• WHAT IS BEING ASKED:
Word for word, please restate the line containing "Each instance gets a single point. Label the armoire" and all the lines that follow it to the end of the data.

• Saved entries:
___

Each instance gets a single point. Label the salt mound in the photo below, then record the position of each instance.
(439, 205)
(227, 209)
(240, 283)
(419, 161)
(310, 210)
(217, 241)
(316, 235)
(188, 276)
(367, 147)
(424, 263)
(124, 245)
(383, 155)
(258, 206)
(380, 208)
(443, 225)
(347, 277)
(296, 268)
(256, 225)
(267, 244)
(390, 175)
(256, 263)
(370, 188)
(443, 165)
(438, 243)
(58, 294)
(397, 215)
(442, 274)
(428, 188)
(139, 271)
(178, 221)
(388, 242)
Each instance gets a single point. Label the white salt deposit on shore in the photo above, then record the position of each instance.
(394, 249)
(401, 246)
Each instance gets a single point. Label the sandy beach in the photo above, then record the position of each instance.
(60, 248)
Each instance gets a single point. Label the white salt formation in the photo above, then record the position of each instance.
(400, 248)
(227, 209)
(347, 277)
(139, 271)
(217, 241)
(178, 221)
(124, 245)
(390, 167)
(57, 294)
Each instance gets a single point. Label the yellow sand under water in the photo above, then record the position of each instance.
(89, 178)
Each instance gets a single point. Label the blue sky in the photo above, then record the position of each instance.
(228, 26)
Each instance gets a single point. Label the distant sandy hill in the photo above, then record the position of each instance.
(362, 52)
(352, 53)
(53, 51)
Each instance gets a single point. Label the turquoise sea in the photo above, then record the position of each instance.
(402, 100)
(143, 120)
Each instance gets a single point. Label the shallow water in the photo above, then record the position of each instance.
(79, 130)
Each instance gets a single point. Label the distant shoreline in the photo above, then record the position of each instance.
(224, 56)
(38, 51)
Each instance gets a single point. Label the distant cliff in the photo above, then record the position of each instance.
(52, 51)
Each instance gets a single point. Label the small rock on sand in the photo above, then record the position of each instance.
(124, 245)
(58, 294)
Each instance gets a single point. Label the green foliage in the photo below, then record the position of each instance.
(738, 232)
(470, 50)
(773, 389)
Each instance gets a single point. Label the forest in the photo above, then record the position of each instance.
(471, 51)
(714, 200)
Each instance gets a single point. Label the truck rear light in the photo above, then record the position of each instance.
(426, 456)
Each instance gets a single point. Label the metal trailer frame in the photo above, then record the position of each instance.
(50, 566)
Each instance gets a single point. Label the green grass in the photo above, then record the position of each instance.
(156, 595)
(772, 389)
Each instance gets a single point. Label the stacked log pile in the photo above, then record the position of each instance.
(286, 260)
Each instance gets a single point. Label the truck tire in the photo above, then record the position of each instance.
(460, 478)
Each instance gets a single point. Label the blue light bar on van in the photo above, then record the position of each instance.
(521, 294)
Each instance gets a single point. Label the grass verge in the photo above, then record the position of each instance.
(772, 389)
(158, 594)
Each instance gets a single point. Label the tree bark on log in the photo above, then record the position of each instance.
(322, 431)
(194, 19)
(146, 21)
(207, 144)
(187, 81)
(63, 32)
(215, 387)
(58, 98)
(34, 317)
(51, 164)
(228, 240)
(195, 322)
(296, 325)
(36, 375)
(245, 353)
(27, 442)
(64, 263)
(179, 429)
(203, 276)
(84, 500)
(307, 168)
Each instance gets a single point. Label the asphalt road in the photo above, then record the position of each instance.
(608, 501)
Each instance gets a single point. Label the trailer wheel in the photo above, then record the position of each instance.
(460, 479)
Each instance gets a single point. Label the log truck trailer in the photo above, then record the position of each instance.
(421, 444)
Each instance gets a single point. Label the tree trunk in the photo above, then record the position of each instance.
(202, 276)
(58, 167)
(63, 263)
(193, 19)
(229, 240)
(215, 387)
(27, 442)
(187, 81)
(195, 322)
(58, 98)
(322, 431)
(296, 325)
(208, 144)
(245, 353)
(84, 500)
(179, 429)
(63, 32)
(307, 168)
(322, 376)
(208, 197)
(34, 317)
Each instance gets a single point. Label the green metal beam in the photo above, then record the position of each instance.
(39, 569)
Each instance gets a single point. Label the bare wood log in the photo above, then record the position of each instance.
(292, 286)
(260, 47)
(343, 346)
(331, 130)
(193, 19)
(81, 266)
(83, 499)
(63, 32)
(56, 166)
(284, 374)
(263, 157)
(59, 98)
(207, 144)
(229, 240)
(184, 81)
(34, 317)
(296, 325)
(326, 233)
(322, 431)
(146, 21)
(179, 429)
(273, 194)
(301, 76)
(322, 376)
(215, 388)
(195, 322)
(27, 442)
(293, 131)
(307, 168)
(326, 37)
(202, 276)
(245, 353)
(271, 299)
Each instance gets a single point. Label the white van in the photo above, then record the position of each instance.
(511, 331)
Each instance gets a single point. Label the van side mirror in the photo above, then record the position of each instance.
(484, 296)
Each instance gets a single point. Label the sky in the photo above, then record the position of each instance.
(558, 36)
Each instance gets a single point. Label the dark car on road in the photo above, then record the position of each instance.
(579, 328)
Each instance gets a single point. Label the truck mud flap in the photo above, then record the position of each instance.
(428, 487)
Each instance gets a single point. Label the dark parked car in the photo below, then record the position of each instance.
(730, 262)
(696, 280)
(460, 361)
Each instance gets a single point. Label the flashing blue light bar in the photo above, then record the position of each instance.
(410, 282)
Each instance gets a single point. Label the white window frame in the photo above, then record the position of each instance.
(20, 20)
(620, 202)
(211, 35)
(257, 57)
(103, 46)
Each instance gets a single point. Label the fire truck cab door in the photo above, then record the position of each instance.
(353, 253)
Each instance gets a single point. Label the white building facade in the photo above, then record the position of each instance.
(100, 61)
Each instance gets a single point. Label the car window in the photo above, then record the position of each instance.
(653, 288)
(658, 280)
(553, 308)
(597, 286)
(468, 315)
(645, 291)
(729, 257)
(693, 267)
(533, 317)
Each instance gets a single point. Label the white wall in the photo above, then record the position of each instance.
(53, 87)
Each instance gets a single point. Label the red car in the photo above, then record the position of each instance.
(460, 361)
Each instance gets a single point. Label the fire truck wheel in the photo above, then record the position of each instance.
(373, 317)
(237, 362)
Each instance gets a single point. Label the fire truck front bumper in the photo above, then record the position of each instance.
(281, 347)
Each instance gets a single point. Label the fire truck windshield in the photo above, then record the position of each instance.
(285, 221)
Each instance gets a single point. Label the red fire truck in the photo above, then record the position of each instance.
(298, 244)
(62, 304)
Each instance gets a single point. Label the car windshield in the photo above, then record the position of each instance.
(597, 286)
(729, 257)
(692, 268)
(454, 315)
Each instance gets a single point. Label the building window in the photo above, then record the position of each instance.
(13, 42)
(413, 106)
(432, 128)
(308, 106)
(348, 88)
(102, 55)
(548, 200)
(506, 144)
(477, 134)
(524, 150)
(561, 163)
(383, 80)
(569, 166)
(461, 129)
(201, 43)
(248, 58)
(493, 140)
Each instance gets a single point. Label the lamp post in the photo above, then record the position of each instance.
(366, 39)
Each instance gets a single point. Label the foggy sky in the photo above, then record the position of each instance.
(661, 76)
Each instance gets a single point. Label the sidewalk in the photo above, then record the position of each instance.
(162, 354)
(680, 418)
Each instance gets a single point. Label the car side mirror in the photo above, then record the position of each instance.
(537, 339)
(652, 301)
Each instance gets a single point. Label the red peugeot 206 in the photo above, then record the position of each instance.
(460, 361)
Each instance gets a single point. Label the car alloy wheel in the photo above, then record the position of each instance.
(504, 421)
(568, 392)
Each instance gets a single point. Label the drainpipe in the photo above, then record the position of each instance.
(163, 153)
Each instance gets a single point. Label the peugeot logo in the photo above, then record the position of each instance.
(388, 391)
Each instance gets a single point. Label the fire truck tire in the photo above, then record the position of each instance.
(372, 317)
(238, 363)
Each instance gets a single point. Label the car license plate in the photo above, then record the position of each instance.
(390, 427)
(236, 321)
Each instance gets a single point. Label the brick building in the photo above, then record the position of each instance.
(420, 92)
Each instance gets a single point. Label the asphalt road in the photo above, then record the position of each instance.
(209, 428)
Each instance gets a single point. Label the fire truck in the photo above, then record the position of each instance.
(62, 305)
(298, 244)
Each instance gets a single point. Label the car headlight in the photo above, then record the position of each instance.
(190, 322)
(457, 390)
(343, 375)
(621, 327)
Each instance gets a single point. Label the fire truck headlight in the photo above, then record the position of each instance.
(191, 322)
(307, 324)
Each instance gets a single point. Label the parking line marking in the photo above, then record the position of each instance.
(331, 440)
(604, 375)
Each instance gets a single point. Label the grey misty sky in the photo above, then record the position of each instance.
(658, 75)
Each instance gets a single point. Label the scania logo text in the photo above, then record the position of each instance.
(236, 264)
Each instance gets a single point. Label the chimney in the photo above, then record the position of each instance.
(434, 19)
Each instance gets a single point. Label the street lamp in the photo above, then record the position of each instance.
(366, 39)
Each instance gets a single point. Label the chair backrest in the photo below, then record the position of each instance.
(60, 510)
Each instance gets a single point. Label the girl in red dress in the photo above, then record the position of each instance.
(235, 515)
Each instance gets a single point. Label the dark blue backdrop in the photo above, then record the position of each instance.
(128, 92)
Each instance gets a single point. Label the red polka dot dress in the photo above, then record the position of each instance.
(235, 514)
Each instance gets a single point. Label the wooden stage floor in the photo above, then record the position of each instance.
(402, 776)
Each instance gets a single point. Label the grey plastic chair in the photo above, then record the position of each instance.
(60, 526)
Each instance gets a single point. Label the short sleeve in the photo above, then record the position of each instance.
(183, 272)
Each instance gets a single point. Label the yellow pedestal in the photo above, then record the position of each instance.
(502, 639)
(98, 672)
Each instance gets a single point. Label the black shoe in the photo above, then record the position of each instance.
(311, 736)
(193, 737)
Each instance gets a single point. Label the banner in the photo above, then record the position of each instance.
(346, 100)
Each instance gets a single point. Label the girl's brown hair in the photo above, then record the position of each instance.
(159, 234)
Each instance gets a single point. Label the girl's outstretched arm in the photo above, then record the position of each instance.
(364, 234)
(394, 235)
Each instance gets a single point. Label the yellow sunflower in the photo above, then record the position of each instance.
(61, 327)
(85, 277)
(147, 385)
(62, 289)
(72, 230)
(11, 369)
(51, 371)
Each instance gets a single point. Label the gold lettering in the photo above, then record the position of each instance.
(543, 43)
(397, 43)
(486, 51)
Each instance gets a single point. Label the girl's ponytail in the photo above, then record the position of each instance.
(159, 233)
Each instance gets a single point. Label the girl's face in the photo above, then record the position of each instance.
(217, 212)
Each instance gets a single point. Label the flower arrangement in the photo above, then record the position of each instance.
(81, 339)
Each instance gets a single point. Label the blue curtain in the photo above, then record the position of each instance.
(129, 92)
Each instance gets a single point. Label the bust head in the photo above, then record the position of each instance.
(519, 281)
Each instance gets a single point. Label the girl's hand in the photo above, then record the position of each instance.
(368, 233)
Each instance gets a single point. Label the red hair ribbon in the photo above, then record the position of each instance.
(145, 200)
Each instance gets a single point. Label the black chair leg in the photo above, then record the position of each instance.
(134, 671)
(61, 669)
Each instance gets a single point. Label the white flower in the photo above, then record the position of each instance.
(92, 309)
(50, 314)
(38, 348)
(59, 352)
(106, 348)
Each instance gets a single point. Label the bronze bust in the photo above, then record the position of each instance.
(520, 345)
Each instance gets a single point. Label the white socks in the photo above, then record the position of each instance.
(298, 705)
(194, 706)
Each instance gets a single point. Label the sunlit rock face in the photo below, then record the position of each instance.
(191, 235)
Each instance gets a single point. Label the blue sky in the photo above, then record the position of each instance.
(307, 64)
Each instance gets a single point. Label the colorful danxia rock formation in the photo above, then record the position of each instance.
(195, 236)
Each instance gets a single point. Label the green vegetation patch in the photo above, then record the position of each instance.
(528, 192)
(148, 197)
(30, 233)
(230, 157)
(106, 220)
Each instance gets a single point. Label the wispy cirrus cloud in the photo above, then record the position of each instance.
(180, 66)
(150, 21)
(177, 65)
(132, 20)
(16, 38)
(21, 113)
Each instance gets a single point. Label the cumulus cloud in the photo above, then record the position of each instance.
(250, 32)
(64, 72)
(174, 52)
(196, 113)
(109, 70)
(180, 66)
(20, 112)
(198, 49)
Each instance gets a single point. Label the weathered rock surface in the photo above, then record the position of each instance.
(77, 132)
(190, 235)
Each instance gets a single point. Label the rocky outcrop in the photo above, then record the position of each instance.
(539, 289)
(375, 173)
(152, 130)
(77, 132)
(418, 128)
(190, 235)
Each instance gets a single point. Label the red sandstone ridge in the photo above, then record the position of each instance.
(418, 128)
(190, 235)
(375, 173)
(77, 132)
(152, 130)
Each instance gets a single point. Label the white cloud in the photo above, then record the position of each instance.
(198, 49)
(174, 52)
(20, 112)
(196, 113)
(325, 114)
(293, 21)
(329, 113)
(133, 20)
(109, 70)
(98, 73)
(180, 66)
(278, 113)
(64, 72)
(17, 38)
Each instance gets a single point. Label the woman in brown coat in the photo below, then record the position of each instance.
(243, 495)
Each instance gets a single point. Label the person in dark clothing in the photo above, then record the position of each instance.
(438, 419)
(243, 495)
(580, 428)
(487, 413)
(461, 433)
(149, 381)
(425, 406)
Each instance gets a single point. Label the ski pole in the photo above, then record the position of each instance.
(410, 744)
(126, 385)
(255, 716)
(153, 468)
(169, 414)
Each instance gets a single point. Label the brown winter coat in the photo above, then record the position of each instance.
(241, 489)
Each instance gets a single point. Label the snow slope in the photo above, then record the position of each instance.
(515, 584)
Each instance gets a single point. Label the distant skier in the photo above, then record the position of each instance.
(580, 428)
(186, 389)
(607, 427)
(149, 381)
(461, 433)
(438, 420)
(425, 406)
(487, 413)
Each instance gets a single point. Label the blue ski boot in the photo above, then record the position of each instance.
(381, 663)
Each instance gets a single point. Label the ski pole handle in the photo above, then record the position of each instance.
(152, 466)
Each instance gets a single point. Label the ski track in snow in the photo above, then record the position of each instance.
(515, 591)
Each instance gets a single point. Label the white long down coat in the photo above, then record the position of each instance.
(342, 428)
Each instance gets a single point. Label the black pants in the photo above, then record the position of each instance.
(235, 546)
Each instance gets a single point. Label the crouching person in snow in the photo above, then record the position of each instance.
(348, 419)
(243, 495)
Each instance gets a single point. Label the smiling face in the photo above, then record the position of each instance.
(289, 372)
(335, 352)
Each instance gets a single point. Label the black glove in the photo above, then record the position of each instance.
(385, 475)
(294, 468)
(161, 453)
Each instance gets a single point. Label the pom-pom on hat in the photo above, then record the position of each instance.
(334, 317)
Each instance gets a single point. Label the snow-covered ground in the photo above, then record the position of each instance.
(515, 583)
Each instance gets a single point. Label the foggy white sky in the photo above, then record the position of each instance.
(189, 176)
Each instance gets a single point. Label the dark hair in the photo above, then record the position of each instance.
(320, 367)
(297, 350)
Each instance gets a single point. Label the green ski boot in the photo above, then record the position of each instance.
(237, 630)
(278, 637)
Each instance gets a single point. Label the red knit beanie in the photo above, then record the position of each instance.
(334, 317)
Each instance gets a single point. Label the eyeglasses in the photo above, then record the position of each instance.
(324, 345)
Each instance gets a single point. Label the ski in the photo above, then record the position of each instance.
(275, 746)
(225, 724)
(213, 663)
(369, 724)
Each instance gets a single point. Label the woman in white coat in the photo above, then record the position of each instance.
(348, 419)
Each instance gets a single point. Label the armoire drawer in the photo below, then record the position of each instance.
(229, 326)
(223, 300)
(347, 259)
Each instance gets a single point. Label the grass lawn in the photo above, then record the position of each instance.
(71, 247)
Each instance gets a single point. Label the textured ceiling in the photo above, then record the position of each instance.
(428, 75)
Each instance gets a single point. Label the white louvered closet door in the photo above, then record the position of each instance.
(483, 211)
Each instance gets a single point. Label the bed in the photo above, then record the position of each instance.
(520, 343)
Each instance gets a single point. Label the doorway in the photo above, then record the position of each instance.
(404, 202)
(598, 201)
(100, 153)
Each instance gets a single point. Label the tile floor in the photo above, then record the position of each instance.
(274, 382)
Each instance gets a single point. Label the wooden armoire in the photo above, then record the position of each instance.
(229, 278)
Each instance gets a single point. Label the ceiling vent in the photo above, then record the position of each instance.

___

• SOLUTION FOR THIS PROBLEM:
Each instance gets a single point. Label the armoire drawer in the photo below, then record the position of each instance.
(229, 326)
(223, 300)
(347, 259)
Each instance gets a single point. Label the grass lawn in the photo above, then record the position of each instance.
(71, 247)
Each instance gets a single point. Label the textured ceiling in the photo above, then record the position of each instance.
(428, 75)
Each instance gets a single point. Label the white louvered closet door in the photo above, then record the position of each instance.
(483, 211)
Each instance gets a single point. Label the bed in the photo above, then record the position of each instance.
(520, 343)
Each instance gets a single point. Label the doorway in the photo above, then record the position of each instance.
(404, 202)
(598, 201)
(100, 153)
Each instance gets a single point. Label the tile floor in the photo above, then record the position of each instance.
(274, 382)
Each instance gets a single point. Label the wooden armoire in the photo above, then record the position of each instance.
(229, 278)
Each instance gets a single point. Label the ceiling vent in the photo above, then record the position of each instance.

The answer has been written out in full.